_Assignment_
Please turn the paragraph in the bromocriptine text that begins "As of July 2017 it was also sold" into a short bulleted list that keeps its main facts.

A quick-release formulation of bromocriptine was approved by the FDA in 2009.

==Society and culture==

===Brand names===
As of July 2017, bromocriptine was sold under many brand names worldwide, including Abergin, Barlolin, Brameston, Brocriptin, Brom, Broma-Del, Bromergocryptine, Bromergon, Bromicon, Bromocorn, Bromocriptin, Bromocriptina, Bromocriptine, Bromocriptine mesilate, Bromocriptine mesylate, Bromocriptine methanesulfonate, Bromocriptini mesilas, Bromocriptinmesilat, Bromodel, Bromokriptin, Bromolac, Bromotine, Bromtine, Brotin, Butin, Corpadel, Cripsa, Criptine, Criten, Cycloset, Degala, Demil, Deparo, Deprolac, Diacriptin, Dopagon, Erenant, Grifocriptina, Gynodel, kirim, Kriptonal, Lactodel, Medocriptine, Melen, Padoparine, Palolactin, Parlodel, Pravidel, Proctinal, Ronalin, Semi-Brom, Serocriptin, Serocryptin, Suplac, Syntocriptine, Umprel, Unew, Updopa, Upnol B, and Volbro.

As of July 2017 it was also sold as a combination drug with metformin as Diacriptin-M, and as a veterinary drug under the brand Pseudogravin.

_Study material_
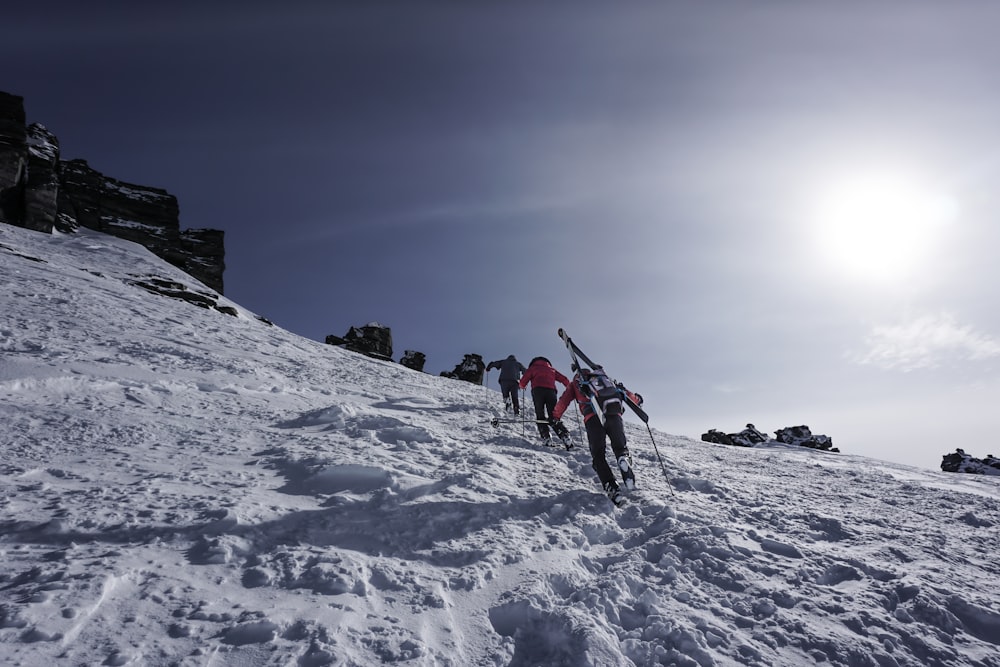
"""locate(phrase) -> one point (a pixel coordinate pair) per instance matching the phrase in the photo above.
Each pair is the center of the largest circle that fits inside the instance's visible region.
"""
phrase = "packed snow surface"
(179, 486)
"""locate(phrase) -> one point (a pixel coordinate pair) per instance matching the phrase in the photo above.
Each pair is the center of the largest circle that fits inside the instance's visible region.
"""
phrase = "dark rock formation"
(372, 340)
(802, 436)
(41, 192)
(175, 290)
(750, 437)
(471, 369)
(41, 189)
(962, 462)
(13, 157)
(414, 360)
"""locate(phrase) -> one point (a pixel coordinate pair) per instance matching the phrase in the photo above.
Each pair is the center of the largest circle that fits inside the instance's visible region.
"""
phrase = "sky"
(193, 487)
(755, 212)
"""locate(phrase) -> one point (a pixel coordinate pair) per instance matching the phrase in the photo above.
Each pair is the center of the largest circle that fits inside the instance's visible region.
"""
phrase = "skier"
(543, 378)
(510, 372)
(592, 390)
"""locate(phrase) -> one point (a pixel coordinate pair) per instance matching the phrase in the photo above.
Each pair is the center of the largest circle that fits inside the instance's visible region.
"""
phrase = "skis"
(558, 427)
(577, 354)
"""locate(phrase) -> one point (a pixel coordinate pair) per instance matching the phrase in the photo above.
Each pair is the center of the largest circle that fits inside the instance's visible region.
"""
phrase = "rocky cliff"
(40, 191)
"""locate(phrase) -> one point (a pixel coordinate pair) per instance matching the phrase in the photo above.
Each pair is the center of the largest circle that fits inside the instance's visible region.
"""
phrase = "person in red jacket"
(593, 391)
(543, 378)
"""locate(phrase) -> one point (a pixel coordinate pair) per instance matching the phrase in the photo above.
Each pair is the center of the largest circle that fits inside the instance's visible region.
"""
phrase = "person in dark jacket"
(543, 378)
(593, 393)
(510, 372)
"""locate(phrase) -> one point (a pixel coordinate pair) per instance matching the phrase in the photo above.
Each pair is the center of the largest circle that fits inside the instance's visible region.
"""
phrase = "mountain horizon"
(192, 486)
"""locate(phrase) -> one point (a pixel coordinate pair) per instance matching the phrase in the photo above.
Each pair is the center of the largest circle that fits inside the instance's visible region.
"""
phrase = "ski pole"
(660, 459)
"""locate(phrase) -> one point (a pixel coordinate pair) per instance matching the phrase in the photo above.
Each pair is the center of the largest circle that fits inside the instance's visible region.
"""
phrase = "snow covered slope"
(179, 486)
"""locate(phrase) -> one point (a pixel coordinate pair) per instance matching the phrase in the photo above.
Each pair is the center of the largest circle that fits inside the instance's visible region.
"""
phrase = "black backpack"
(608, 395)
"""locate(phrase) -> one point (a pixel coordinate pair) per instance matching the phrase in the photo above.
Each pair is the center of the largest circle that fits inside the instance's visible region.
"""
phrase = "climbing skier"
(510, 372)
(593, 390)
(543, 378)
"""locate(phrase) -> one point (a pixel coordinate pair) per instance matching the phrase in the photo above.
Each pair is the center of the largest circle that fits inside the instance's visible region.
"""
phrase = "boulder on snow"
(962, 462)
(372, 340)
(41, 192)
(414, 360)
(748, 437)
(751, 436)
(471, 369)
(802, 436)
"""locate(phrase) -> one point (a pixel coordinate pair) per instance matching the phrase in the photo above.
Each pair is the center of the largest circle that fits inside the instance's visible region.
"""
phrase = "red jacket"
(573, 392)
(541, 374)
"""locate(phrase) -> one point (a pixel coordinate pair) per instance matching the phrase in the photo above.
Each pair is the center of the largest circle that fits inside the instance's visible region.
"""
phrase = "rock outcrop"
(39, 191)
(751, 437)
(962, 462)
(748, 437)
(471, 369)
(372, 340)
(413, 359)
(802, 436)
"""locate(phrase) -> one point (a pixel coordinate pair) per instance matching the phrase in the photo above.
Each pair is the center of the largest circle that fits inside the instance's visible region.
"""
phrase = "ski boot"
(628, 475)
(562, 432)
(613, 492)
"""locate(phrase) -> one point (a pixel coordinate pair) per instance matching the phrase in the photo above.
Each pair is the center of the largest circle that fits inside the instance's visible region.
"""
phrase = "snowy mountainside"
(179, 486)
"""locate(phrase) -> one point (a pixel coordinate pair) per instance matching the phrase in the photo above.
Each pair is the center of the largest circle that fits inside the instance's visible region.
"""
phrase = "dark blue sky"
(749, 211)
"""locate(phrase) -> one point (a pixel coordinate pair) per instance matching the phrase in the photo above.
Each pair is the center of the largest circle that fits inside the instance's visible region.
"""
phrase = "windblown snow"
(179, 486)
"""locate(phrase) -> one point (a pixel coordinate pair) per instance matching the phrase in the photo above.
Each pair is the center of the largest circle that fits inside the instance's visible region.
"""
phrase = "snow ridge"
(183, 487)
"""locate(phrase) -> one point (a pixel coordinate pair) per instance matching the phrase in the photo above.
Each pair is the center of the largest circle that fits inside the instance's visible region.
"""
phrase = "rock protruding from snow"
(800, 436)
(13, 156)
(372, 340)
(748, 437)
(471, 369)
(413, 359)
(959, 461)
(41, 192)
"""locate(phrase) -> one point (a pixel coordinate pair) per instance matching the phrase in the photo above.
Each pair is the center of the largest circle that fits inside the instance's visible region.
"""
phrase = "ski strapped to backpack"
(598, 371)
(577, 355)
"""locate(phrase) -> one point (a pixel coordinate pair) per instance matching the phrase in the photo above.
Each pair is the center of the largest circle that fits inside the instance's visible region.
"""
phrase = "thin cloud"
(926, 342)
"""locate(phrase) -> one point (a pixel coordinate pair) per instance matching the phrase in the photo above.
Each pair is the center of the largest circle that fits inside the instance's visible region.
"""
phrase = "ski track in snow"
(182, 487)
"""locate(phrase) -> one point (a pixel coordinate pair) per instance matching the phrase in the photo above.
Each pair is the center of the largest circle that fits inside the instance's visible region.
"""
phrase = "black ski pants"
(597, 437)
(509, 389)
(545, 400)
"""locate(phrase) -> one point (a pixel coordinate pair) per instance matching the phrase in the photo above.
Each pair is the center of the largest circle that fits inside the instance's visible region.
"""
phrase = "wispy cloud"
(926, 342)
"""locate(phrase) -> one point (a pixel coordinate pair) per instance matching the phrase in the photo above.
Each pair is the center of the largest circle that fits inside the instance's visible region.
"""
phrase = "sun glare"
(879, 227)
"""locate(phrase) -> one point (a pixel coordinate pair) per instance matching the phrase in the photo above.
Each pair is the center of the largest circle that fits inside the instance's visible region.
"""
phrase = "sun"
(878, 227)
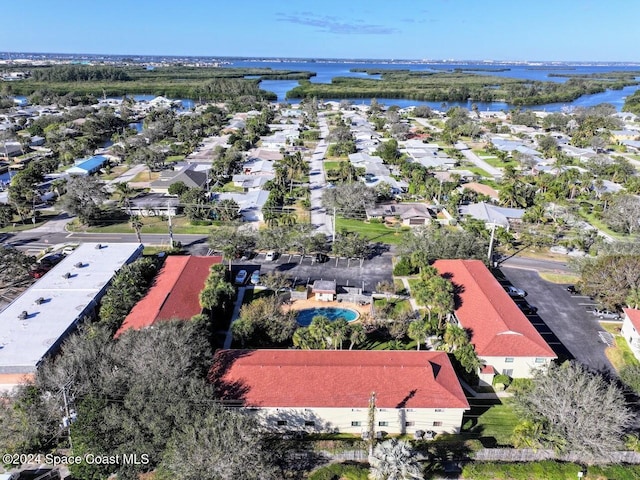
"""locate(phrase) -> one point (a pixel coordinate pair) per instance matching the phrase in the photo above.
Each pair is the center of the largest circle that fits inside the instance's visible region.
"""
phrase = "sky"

_Response area_
As of July 2017, bromocriptine was also sold:
- combined with metformin as Diacriptin-M
- as a veterinary drug under the brand Pseudogravin